[Image-backed grounding data]
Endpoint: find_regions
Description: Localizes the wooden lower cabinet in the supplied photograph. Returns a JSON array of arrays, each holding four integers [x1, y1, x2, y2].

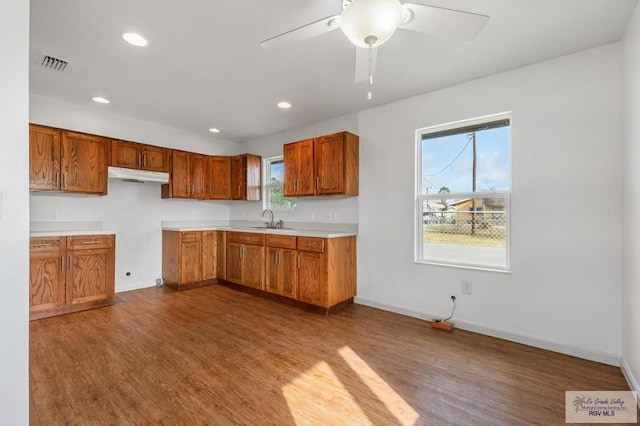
[[265, 235, 298, 299], [297, 250, 326, 306], [162, 230, 222, 290], [297, 236, 357, 309], [226, 232, 357, 311], [29, 234, 115, 320], [226, 232, 265, 290]]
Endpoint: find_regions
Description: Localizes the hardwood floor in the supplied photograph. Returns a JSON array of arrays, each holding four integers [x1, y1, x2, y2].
[[30, 285, 635, 425]]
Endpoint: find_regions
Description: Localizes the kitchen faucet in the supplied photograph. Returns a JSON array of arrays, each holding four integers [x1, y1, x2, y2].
[[262, 209, 275, 228]]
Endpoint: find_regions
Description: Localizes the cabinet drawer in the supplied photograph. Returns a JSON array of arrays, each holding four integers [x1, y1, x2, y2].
[[30, 236, 66, 252], [180, 232, 202, 243], [297, 237, 325, 253], [67, 234, 114, 250], [266, 234, 297, 249], [227, 232, 265, 246]]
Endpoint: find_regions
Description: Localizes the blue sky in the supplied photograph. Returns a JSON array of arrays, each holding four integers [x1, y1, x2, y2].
[[421, 126, 510, 194]]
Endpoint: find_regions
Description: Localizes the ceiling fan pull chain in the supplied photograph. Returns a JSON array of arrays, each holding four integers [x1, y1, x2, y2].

### Task details
A word-for-word copy of the data above is needed, one that omits the pictures.

### Response box
Endpoint: find_regions
Description: Localizes the wooden lower cabinet in the supplied photograph. Returns a JSON array of arrays, each holding four integers [x1, y1, x2, y2].

[[265, 235, 298, 299], [297, 250, 326, 306], [162, 230, 222, 290], [297, 236, 357, 309], [226, 232, 357, 311], [29, 234, 115, 320], [226, 232, 265, 290]]
Endpoint: find_regions
Description: Localizes the hardwood floor in the supplied photograph. Returns a JSON array of arrays, each holding four integers [x1, y1, x2, y2].
[[30, 285, 635, 425]]
Endpoint: find_regions
Description: Localizes the kitchen faucet in the supplied photograph. Returns a JSON array of arrays, each holding four integers [x1, y1, x2, y2].
[[262, 209, 275, 228]]
Endpoint: find_regions
Description: Localizes the cabinet drawer in the supplied photograph. Returns a JSON array of arrays, each holding four integers [x1, y1, x2, y2].
[[30, 236, 66, 252], [180, 232, 202, 243], [297, 237, 325, 253], [67, 234, 114, 250], [266, 234, 297, 249], [227, 232, 265, 246]]
Endpoint: find_regions
Description: Localizes the blue sky in the supplied photograph. Returns a JSON array of arrays, each holding four integers [x1, y1, x2, y2].
[[421, 126, 510, 194]]
Endpoint: find_regions
Description: Localizes the ceiling fan pull chain in the supplied photograph. Returns a JSON array of arrays, each holding four integers [x1, y1, x2, y2].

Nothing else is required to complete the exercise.